• _REQUIRED TASK_:
Report each line in the records below that contains the word "body", copying every such line in full.

• _DATA TO USE_:

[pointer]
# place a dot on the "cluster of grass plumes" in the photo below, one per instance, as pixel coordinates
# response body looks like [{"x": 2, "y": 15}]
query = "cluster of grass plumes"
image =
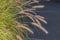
[{"x": 10, "y": 29}]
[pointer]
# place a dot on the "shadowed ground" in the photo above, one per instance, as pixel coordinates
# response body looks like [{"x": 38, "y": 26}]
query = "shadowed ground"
[{"x": 52, "y": 14}]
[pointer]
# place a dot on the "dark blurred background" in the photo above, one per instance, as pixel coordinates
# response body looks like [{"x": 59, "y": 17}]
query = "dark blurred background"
[{"x": 52, "y": 14}]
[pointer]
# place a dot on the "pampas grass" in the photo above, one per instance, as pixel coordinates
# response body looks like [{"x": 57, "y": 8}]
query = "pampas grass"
[{"x": 10, "y": 28}]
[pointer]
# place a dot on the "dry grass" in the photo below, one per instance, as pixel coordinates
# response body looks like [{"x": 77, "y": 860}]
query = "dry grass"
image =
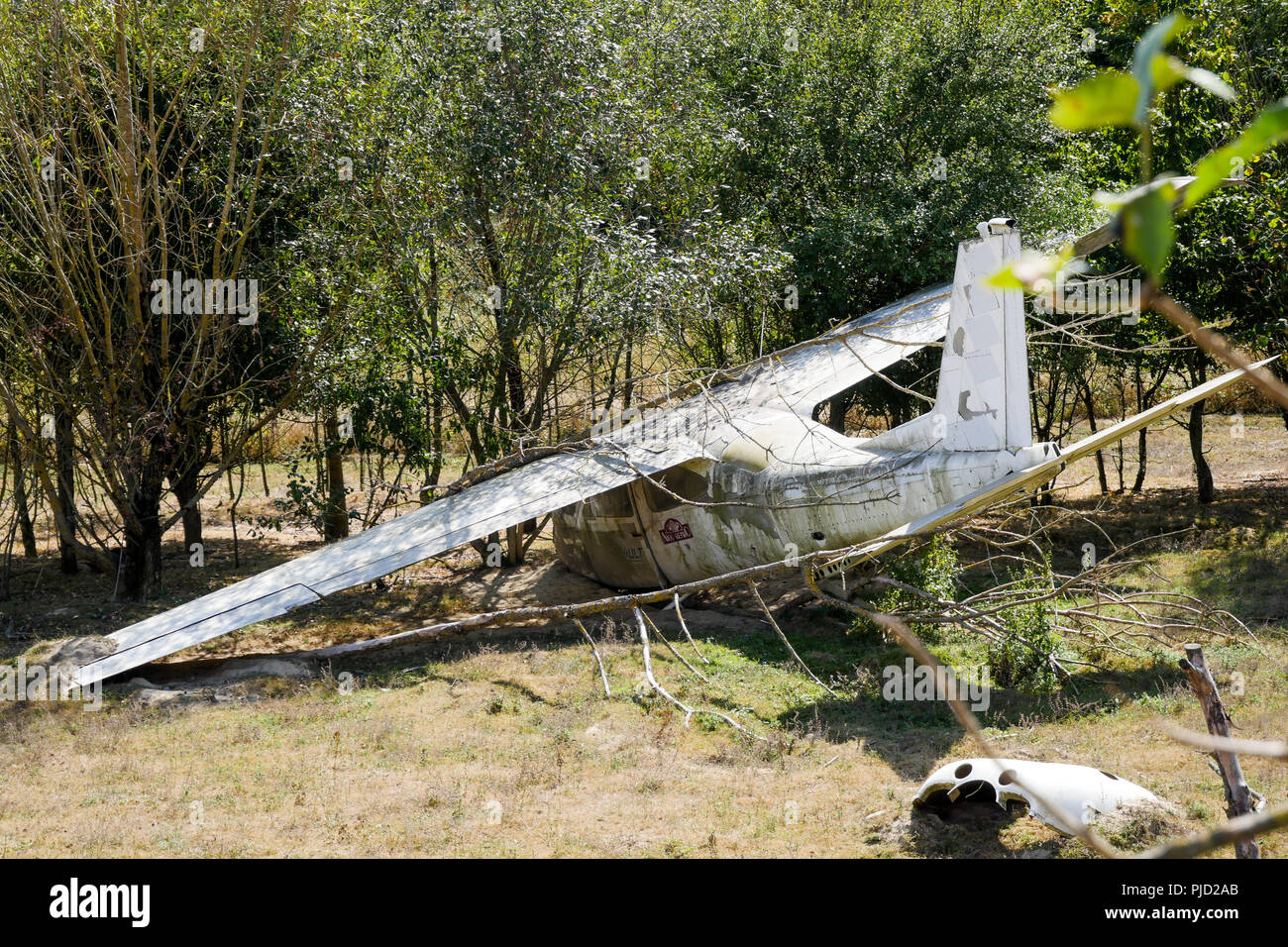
[{"x": 502, "y": 744}]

• _WRITTEN ANSWER_:
# response body looks like [{"x": 2, "y": 15}]
# response body looks like [{"x": 38, "y": 26}]
# response body looks like [{"x": 59, "y": 17}]
# response body looks like [{"x": 57, "y": 8}]
# response body looks like [{"x": 77, "y": 860}]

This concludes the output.